| Assigned task |
What is wanted is every line below from the one with "target | white window blind" up to and including the one with "target | green leaf", retyped exactly, pictures excluded, nothing else.

Stored entries
+ + + +

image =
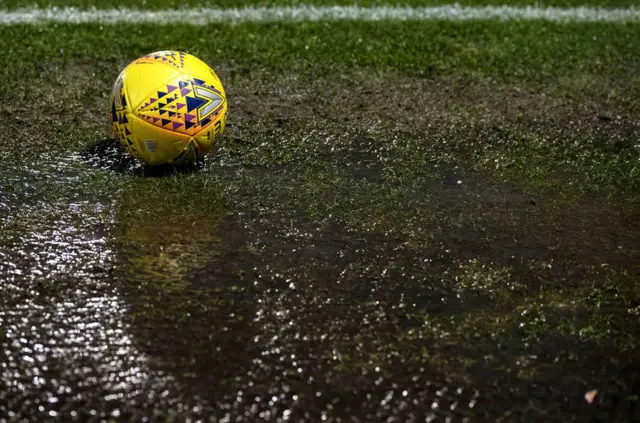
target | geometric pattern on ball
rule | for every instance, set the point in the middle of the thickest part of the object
(168, 107)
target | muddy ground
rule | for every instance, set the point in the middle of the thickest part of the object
(368, 248)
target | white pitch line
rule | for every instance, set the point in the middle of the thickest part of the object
(203, 16)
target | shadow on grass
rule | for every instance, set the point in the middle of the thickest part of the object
(108, 154)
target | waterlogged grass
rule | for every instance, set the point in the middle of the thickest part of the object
(520, 51)
(409, 231)
(164, 4)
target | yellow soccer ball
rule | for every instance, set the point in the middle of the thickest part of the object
(168, 107)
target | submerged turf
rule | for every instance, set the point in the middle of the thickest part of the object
(427, 223)
(163, 4)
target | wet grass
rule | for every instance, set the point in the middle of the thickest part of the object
(163, 4)
(519, 51)
(379, 245)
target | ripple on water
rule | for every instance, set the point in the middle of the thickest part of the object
(66, 342)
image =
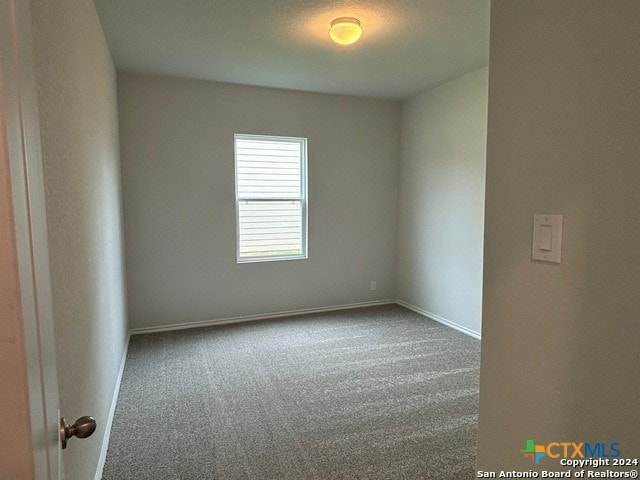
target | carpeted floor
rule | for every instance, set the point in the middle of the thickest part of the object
(372, 393)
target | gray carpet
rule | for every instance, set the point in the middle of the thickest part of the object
(372, 393)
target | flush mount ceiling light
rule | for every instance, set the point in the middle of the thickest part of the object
(345, 30)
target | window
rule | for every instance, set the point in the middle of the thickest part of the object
(271, 197)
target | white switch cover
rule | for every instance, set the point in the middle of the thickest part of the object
(547, 237)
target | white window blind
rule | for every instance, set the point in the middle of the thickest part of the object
(271, 201)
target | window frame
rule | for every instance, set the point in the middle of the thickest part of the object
(303, 199)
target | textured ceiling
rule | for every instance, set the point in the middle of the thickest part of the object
(407, 45)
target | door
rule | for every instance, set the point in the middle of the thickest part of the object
(19, 130)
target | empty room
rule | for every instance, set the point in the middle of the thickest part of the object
(285, 239)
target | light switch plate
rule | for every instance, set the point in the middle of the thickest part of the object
(547, 237)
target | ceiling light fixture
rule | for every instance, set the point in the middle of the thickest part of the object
(345, 30)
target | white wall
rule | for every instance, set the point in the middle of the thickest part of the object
(179, 211)
(79, 133)
(16, 460)
(441, 206)
(561, 343)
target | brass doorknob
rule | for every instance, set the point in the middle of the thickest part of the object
(82, 428)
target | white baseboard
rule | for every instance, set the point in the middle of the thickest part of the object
(439, 319)
(112, 411)
(260, 316)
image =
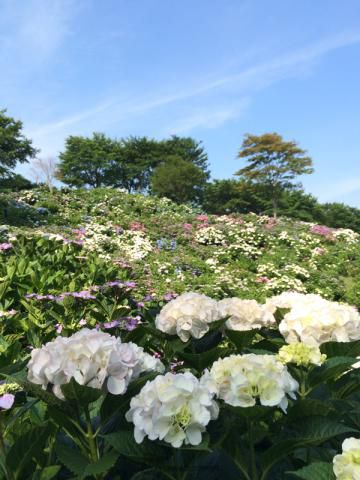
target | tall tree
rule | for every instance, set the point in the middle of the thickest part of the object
(140, 155)
(188, 149)
(89, 161)
(44, 168)
(179, 180)
(273, 163)
(14, 146)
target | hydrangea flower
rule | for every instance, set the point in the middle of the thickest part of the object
(301, 354)
(92, 358)
(314, 320)
(175, 408)
(245, 314)
(242, 380)
(347, 464)
(189, 315)
(7, 401)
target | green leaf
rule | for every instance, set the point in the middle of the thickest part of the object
(72, 458)
(26, 447)
(315, 471)
(103, 465)
(330, 370)
(81, 394)
(147, 451)
(200, 361)
(241, 339)
(47, 473)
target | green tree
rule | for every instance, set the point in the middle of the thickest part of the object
(14, 146)
(90, 161)
(15, 182)
(178, 180)
(273, 163)
(338, 215)
(188, 149)
(140, 155)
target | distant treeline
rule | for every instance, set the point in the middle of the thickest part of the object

+ + + +

| Expected output |
target | white window blind
rule | for every instance, set the point in the middle of the thickest part of the object
(271, 201)
target | window frame
rule | for every instance, set the point in the middle of the thickest part of the object
(303, 199)
target | textured ceiling
rule | for every instance, set the point in the middle of the thickest part of the object
(407, 45)
target | door
rule | for every instance, set the point in the middle of the thickest part of the object
(19, 130)
target | empty room
rule | for every instance, set the point in the middle of the thickest part of the object
(285, 239)
target | light switch plate
rule | for every instance, set the point in the middle of the thickest part of the object
(547, 237)
target | ceiling light fixture
rule | for every instance, set the point in the middle of the thickest part of the object
(345, 30)
target | white wall
rule | for every instance, set the point in the middle of the thickest part of the object
(179, 211)
(79, 133)
(16, 460)
(441, 206)
(561, 343)
target | brass doorknob
rule | for every instance, set the point in the middle of the thickest part of the object
(82, 428)
target | white baseboard
rule | for every instance, set the point in the middle of the thickest part of the object
(439, 319)
(112, 411)
(260, 316)
image =
target | tall tree
rule | for every instance, set the point in the middle of the thickest part of the object
(140, 155)
(188, 149)
(89, 161)
(44, 168)
(179, 180)
(273, 163)
(14, 146)
target | hydrangea flower
rule | for every instance, set the point in the middle of the thickest part of the object
(301, 354)
(92, 358)
(314, 320)
(175, 408)
(245, 314)
(242, 380)
(347, 464)
(189, 315)
(7, 401)
target | green leaf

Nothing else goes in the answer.